→ **Description of the task**: Each record below is to be output unchanged, and any picture is to be dropped.

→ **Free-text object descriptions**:

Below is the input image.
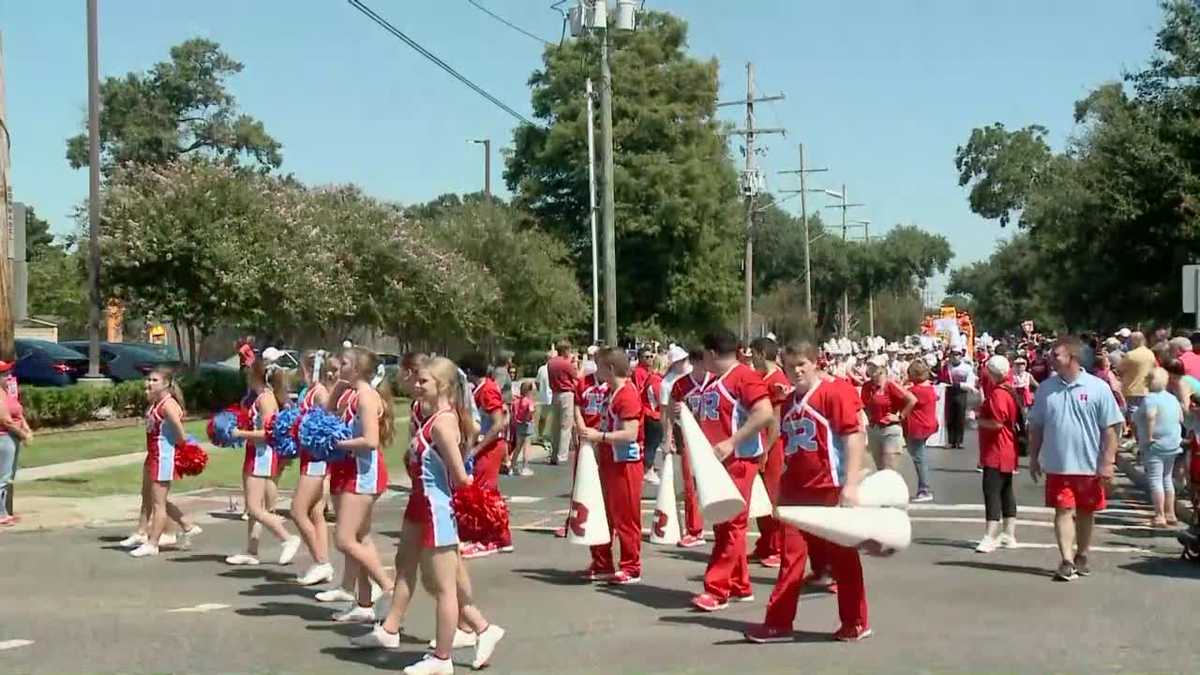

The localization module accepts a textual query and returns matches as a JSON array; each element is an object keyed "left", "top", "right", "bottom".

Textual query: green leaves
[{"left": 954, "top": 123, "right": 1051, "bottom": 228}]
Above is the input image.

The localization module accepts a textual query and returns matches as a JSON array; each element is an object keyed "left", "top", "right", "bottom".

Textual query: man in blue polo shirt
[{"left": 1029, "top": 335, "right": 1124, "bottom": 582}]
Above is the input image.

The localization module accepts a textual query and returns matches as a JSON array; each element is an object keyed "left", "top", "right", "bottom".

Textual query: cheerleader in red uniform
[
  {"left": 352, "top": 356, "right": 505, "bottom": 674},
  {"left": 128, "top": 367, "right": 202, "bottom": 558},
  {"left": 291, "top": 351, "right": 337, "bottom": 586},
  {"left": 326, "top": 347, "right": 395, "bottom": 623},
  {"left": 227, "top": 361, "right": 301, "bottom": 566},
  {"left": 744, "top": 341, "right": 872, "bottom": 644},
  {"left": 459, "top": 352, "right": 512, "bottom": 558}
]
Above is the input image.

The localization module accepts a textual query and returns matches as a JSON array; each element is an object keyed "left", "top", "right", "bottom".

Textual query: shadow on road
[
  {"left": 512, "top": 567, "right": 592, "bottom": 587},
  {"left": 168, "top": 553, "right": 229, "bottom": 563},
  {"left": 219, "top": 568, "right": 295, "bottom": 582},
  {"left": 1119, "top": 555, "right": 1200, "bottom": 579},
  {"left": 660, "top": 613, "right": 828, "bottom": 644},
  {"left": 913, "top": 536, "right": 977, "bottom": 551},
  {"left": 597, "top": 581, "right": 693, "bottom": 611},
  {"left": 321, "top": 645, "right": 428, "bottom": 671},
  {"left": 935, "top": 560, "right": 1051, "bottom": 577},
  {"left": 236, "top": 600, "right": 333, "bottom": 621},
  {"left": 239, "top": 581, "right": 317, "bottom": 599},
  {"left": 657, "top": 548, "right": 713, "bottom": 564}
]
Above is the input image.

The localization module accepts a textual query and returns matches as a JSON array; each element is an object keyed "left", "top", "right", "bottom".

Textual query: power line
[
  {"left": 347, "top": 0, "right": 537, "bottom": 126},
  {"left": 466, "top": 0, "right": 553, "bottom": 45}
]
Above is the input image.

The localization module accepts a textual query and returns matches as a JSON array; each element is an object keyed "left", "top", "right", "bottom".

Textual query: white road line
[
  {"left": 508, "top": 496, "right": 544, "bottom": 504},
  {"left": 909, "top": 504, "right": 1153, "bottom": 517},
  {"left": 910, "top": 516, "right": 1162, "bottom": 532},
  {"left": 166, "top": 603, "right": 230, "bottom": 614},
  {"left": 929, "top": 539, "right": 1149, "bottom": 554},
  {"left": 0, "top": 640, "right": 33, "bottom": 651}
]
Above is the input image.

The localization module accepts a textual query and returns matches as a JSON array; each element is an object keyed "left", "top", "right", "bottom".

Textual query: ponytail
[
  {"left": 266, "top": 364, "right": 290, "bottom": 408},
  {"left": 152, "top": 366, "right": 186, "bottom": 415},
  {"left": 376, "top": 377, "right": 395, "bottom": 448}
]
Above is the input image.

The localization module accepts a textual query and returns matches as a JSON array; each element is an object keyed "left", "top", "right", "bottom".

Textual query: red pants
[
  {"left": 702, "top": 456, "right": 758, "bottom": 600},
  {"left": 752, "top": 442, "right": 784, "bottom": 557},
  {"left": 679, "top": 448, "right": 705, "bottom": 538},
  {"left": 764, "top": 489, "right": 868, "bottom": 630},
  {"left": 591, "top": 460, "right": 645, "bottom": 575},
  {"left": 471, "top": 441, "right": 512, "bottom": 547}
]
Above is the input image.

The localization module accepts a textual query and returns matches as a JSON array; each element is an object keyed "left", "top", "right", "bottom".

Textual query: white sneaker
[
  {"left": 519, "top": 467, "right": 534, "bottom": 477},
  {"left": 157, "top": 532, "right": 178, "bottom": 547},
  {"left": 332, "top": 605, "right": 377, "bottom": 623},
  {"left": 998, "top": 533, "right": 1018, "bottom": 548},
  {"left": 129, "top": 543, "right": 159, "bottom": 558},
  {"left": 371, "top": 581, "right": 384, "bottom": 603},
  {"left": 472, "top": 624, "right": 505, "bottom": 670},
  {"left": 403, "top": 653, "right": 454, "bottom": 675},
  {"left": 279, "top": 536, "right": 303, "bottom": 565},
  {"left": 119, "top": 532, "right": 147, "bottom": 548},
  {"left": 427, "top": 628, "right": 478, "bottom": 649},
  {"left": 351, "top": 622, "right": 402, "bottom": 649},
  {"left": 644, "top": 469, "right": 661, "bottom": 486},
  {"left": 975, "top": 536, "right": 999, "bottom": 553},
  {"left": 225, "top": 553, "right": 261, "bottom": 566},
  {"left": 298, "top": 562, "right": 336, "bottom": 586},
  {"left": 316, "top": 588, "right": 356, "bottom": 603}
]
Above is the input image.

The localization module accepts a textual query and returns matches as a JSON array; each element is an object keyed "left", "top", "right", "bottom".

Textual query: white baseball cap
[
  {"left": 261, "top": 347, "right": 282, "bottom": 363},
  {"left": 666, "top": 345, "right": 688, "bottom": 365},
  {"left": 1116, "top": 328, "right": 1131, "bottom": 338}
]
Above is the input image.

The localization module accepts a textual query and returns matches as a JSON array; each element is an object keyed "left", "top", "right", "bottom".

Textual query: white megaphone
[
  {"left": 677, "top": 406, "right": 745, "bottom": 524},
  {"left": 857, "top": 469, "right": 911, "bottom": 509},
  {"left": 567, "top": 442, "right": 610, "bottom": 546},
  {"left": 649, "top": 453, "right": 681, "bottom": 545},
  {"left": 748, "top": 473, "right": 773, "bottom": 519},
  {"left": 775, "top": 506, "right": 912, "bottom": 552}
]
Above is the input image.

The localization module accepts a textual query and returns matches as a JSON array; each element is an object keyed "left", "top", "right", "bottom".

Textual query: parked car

→ **Response to this exercise**:
Below is the input image.

The localization module accepts a textual query and returns matches as a JSON array; each element is an object keyed "left", "top", "right", "bottom".

Textual query: green leaves
[{"left": 954, "top": 123, "right": 1051, "bottom": 228}]
Above is the input image.

The localization module accepts a textual query and returns matches as a JSON array; each element is an object keyed "left", "top", "right", "bottom".

Textual query: man in blue polo shirt
[{"left": 1029, "top": 335, "right": 1124, "bottom": 582}]
Above is the input image.

The localization module accepts a textual query and returns matches as a JSON array; each element is an object keyed "left", "top", "right", "bottom".

Textual query: cheerleader in red uniform
[
  {"left": 352, "top": 356, "right": 505, "bottom": 674},
  {"left": 128, "top": 367, "right": 202, "bottom": 558},
  {"left": 291, "top": 351, "right": 337, "bottom": 586},
  {"left": 326, "top": 347, "right": 395, "bottom": 623},
  {"left": 227, "top": 361, "right": 301, "bottom": 566},
  {"left": 744, "top": 341, "right": 872, "bottom": 644},
  {"left": 459, "top": 352, "right": 512, "bottom": 558}
]
Above is the input image.

The localization module accepts a textual query and returns matches as a JSON array; each element is an object keyed "left", "top", "right", "bottom".

Textual query: shadow on road
[
  {"left": 512, "top": 567, "right": 592, "bottom": 587},
  {"left": 168, "top": 553, "right": 229, "bottom": 563},
  {"left": 219, "top": 568, "right": 295, "bottom": 582},
  {"left": 1119, "top": 555, "right": 1200, "bottom": 579},
  {"left": 660, "top": 613, "right": 828, "bottom": 644},
  {"left": 913, "top": 536, "right": 977, "bottom": 551},
  {"left": 597, "top": 581, "right": 693, "bottom": 611},
  {"left": 321, "top": 645, "right": 428, "bottom": 671},
  {"left": 935, "top": 560, "right": 1051, "bottom": 577},
  {"left": 236, "top": 600, "right": 333, "bottom": 621},
  {"left": 239, "top": 581, "right": 317, "bottom": 599},
  {"left": 657, "top": 548, "right": 713, "bottom": 564}
]
Above is the input image.

The localization module accepts a textual query and returns matches as a JSON array; each element is an object keyed "left", "top", "right", "bottom".

Textual query: power line
[
  {"left": 347, "top": 0, "right": 537, "bottom": 126},
  {"left": 466, "top": 0, "right": 553, "bottom": 45}
]
Above is the input image.

The localization module accepts a textual query and returns matches as a JSON array; each element is an object keyed "left", "top", "right", "bottom".

Textual query: white road line
[
  {"left": 508, "top": 496, "right": 544, "bottom": 504},
  {"left": 909, "top": 504, "right": 1153, "bottom": 517},
  {"left": 910, "top": 516, "right": 1162, "bottom": 532},
  {"left": 166, "top": 603, "right": 230, "bottom": 614},
  {"left": 929, "top": 539, "right": 1149, "bottom": 554},
  {"left": 0, "top": 640, "right": 33, "bottom": 651}
]
Above is the input image.

The localization module accepts a textual query and returns matches as a JSON array; each element is an object keyed "left", "top", "right", "bottom".

Textual query: ponytail
[
  {"left": 266, "top": 364, "right": 290, "bottom": 408},
  {"left": 152, "top": 366, "right": 186, "bottom": 415},
  {"left": 376, "top": 377, "right": 395, "bottom": 448}
]
Above is the input image.

The localization module accepts a textual query and returns matches as a JSON array; each element is an object keyed "left", "top", "right", "bottom".

Textual query: red pants
[
  {"left": 702, "top": 456, "right": 758, "bottom": 600},
  {"left": 752, "top": 442, "right": 784, "bottom": 557},
  {"left": 679, "top": 448, "right": 705, "bottom": 538},
  {"left": 764, "top": 489, "right": 868, "bottom": 630},
  {"left": 591, "top": 460, "right": 645, "bottom": 575},
  {"left": 471, "top": 441, "right": 512, "bottom": 547}
]
Above is the input image.

The localization module accepts a textual query and returns matches as a JSON array; each element is an object keyed "left", "top", "right", "bottom".

Textual query: white sneaker
[
  {"left": 519, "top": 467, "right": 534, "bottom": 477},
  {"left": 157, "top": 532, "right": 178, "bottom": 547},
  {"left": 332, "top": 605, "right": 377, "bottom": 623},
  {"left": 998, "top": 533, "right": 1018, "bottom": 548},
  {"left": 129, "top": 543, "right": 159, "bottom": 558},
  {"left": 371, "top": 581, "right": 384, "bottom": 603},
  {"left": 472, "top": 624, "right": 505, "bottom": 670},
  {"left": 403, "top": 653, "right": 454, "bottom": 675},
  {"left": 279, "top": 536, "right": 303, "bottom": 565},
  {"left": 119, "top": 532, "right": 147, "bottom": 548},
  {"left": 427, "top": 628, "right": 478, "bottom": 649},
  {"left": 351, "top": 622, "right": 402, "bottom": 649},
  {"left": 644, "top": 469, "right": 661, "bottom": 486},
  {"left": 975, "top": 536, "right": 999, "bottom": 553},
  {"left": 225, "top": 553, "right": 261, "bottom": 566},
  {"left": 298, "top": 562, "right": 336, "bottom": 586},
  {"left": 316, "top": 588, "right": 356, "bottom": 603}
]
Above is the input image.

The localization module accepts a textual query and returns matches as a JSON array; each element is an object keyed "left", "top", "right", "bottom".

Textual query: white baseball cap
[
  {"left": 261, "top": 347, "right": 282, "bottom": 363},
  {"left": 666, "top": 345, "right": 688, "bottom": 365},
  {"left": 1116, "top": 328, "right": 1131, "bottom": 338}
]
Above is the input image.

The localization module accepts a textual query and returns matches as a JSON array; each element is an object keyed "left", "top", "right", "bottom".

Textual query: white megaphone
[
  {"left": 677, "top": 406, "right": 745, "bottom": 524},
  {"left": 857, "top": 469, "right": 911, "bottom": 509},
  {"left": 567, "top": 442, "right": 610, "bottom": 546},
  {"left": 649, "top": 453, "right": 681, "bottom": 545},
  {"left": 748, "top": 473, "right": 773, "bottom": 519},
  {"left": 775, "top": 506, "right": 912, "bottom": 552}
]
Above is the input image.

The localization module accepts a textual query and returns matches as a JSON array; each element is an object keyed "left", "top", "right", "bottom".

Textual query: parked car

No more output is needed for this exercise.